When a line in the material contains the word "trail", copy it.

○ ○ ○ ○

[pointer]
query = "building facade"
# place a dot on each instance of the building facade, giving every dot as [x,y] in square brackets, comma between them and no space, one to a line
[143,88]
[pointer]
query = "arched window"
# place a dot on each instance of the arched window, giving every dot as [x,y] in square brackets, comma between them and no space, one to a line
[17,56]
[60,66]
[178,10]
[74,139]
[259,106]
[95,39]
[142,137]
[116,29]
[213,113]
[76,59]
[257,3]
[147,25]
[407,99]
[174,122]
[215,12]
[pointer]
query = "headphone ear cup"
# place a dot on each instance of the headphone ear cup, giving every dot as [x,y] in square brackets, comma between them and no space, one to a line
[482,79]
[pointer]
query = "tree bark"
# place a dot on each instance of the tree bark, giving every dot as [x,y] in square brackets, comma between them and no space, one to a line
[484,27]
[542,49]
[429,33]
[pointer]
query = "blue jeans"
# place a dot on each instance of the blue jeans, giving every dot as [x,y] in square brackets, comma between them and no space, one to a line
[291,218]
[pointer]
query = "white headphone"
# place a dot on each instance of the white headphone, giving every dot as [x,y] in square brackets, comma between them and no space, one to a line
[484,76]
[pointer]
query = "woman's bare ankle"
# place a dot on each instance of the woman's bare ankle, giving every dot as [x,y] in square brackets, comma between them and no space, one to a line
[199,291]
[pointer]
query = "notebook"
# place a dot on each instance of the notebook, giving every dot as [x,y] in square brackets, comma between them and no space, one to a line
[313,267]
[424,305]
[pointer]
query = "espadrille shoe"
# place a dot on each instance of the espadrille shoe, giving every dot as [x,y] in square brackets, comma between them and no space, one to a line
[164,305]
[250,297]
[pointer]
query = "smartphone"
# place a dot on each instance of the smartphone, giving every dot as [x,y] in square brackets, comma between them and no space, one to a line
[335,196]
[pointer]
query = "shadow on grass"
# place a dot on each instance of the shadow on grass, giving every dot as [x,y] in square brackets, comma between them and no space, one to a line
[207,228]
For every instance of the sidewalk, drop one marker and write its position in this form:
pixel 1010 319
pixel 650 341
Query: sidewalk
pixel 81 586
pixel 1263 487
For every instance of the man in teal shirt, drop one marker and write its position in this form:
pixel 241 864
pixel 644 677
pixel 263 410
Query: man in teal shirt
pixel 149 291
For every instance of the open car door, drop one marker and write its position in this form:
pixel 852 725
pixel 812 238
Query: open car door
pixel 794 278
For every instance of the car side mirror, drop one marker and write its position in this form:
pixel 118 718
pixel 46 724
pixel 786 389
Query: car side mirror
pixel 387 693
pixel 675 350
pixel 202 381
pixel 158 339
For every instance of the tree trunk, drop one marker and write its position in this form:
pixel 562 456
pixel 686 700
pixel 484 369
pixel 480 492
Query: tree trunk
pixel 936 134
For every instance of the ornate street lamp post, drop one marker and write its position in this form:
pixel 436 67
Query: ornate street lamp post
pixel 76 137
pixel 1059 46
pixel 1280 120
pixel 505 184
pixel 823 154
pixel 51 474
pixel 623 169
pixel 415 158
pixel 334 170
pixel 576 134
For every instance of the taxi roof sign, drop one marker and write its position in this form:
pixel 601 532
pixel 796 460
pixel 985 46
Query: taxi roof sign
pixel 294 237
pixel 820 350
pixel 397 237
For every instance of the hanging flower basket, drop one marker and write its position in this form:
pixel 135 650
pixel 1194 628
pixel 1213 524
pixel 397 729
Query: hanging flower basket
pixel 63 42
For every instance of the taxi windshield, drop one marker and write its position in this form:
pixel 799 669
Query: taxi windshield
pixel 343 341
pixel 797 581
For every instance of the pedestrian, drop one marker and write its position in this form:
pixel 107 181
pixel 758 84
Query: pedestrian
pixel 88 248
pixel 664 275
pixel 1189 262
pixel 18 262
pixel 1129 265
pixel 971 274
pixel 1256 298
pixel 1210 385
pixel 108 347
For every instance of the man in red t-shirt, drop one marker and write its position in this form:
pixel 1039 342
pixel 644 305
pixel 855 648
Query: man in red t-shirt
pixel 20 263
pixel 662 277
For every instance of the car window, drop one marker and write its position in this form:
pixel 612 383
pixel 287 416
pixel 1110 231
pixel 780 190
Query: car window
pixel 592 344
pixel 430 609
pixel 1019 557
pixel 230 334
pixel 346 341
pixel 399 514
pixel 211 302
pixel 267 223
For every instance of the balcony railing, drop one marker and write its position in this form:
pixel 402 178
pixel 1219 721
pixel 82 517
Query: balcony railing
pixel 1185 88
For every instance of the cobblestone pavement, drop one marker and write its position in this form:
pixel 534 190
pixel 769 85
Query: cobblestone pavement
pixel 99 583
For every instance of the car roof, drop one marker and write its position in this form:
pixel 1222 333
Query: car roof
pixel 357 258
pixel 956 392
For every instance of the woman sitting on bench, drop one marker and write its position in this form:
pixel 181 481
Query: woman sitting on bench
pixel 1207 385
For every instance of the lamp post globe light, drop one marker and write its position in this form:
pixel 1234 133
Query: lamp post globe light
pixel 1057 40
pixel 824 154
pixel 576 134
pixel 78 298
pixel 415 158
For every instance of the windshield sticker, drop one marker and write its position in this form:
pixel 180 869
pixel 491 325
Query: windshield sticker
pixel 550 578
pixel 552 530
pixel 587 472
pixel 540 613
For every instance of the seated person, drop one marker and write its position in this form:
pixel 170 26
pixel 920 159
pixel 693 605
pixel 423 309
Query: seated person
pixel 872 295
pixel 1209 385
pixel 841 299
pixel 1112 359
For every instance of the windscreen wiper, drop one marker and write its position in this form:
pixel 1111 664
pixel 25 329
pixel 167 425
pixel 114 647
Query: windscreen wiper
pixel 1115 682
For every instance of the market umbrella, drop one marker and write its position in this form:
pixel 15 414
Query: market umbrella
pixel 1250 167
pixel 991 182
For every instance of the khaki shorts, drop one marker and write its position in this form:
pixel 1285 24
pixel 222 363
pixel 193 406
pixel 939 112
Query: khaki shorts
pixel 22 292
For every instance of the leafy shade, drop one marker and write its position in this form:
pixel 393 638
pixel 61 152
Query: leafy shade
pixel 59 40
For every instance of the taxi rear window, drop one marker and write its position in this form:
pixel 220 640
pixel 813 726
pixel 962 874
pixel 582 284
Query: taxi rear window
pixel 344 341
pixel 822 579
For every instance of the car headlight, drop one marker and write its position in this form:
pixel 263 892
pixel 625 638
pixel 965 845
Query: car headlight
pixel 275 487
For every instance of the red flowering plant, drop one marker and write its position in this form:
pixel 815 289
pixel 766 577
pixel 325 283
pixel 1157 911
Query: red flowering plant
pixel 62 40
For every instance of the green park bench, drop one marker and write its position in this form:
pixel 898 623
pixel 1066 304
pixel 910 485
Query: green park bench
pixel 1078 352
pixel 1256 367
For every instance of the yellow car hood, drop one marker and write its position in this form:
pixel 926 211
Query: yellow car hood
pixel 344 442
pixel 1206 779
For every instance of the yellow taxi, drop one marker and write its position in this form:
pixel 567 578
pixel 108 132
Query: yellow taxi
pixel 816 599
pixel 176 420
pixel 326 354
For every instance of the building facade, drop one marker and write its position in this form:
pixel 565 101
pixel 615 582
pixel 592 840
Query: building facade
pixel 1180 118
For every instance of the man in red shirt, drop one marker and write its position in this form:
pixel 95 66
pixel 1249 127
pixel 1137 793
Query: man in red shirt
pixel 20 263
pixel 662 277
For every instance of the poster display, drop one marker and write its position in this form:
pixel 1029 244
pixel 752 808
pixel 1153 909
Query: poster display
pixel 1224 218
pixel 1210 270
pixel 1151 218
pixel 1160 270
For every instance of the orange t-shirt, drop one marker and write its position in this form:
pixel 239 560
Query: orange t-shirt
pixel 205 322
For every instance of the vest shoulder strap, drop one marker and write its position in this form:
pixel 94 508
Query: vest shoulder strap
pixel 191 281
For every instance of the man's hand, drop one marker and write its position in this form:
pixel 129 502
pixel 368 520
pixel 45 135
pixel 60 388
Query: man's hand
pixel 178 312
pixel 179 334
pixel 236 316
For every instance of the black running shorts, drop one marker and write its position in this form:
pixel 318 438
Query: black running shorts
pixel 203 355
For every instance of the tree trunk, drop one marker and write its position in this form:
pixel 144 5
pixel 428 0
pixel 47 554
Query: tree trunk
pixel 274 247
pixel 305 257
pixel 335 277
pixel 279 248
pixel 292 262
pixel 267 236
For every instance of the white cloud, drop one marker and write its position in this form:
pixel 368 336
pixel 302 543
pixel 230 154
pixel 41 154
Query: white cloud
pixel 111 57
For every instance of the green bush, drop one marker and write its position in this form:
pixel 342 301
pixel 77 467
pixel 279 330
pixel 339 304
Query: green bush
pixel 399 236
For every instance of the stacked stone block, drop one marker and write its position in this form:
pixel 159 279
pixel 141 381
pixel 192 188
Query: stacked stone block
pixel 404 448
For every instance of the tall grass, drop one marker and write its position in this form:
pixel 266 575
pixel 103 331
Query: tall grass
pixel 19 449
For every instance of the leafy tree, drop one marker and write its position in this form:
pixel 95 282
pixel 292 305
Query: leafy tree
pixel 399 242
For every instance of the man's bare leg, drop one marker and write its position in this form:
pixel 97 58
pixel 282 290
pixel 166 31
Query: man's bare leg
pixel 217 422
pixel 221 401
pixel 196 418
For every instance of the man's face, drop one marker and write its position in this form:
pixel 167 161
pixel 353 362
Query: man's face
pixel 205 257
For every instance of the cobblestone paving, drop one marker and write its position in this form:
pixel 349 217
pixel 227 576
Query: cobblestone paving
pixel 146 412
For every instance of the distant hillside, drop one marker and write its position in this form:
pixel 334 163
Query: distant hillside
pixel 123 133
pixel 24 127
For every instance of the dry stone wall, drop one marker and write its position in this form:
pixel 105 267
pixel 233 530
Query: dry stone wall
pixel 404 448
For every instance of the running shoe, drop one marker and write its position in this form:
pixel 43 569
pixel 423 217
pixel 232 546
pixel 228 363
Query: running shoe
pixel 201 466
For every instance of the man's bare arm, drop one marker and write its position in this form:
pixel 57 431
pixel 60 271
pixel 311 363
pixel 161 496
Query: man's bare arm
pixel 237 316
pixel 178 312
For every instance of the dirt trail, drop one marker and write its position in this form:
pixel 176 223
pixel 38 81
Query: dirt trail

○ ○ ○ ○

_Written solution_
For every instance of the dirt trail, drop one marker and write its position in this form:
Query: dirt trail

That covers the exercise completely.